What is required
Every entry below needs to be copied exactly.

Data records
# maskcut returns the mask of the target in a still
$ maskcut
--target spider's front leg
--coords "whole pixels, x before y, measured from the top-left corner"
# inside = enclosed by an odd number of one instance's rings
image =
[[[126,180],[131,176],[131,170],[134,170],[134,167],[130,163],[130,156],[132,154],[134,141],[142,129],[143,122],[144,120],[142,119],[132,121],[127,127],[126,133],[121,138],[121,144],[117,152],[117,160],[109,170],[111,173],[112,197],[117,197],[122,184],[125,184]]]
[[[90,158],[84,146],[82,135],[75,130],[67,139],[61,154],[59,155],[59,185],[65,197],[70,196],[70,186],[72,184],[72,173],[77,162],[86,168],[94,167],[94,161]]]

Answer section
# maskcut returns the mask of the target in a still
$ maskcut
--target spider's front leg
--coords "whole pixels, x before y, measured from the top-left corner"
# inside = enclosed by an odd number of one instance's rings
image =
[[[126,180],[131,176],[131,170],[134,170],[134,167],[130,163],[130,156],[132,154],[134,141],[142,129],[143,122],[144,120],[142,119],[132,121],[127,127],[126,133],[121,138],[121,144],[117,152],[117,160],[109,170],[111,173],[112,197],[117,197],[122,184],[125,184]]]
[[[90,158],[84,146],[82,135],[75,130],[67,139],[61,154],[59,155],[59,185],[65,197],[70,196],[70,186],[72,184],[72,173],[77,162],[86,168],[94,167],[94,161]]]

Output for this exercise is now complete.